__GIVEN PASSAGE__:
# Handfasting and Pagan Marriages



## snix11

Since this is the religion and spirituality place to be, as I was so graciously reminded....

Does anyone here have experience with handfasting? How did it work for you or for someone you know?

We have looked at the pagan marriage rituals and most of them include a handfasting element. As we have already been together three years, I think it would be an interesting experiment.

I really like some of the pagan vows and promises. 

*(Note: For those not familiar with the term "Pagan", it is distinguished from the term "heathen". "Heathen" refers to anyone who is not the same religion as you. So a Christian, Jew, Buddhist, Hindu etc. - all could call each other a "heathen".* 

*The term "Pagan" refers to European religions that pre-date Christianity - so "Pagan" is considered a religion and those who practice such religion - call themselves "Pagans".*


----------



## T-Dub

I am not familiar with this.

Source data
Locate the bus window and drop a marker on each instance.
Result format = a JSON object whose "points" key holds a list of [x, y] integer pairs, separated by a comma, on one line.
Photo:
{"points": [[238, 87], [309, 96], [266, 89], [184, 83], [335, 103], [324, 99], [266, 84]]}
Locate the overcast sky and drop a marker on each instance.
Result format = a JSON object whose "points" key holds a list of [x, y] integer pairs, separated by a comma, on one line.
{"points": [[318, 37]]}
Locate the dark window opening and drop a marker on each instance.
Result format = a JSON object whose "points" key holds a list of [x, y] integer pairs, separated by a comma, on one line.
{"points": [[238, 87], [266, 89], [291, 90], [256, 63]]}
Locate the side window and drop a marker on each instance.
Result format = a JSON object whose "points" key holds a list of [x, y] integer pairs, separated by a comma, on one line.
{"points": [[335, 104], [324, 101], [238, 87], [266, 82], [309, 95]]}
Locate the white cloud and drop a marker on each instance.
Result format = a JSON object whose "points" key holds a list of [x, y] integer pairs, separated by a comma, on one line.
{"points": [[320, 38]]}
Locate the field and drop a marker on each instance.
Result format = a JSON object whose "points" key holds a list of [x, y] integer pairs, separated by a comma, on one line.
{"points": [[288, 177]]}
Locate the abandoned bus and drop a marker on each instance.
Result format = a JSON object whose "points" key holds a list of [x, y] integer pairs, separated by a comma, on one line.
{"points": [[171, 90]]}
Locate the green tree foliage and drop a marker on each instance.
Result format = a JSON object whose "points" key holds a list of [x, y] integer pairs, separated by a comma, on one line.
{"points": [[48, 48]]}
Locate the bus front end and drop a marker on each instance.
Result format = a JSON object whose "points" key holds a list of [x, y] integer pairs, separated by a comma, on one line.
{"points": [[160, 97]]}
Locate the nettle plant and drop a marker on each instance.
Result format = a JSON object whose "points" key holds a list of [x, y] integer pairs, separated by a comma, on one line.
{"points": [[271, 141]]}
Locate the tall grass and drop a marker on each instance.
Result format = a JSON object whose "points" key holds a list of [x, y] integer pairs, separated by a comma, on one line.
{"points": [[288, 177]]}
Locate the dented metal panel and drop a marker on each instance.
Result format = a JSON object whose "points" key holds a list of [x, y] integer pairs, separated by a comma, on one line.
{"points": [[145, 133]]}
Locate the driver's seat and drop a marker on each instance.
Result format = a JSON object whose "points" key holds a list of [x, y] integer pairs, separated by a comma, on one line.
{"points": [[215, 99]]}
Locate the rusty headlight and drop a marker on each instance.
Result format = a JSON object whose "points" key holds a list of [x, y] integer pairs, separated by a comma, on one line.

__TASKS__:
1. According to the handfasting thread, how long has the first poster's couple already been together?
2. In the handfasting thread, reproduce the part that opens with the words containing "Does anyone here" and closes with "an interesting experiment.", swapping "experiment" for "trial".

__THE RESULTS__:
1. Three years.

2.
Does anyone here have experience with handfasting? How did it work for you or for someone you know?

We have looked at the pagan marriage rituals and most of them include a handfasting element. As we have already been together three years, I think it would be an interesting trial.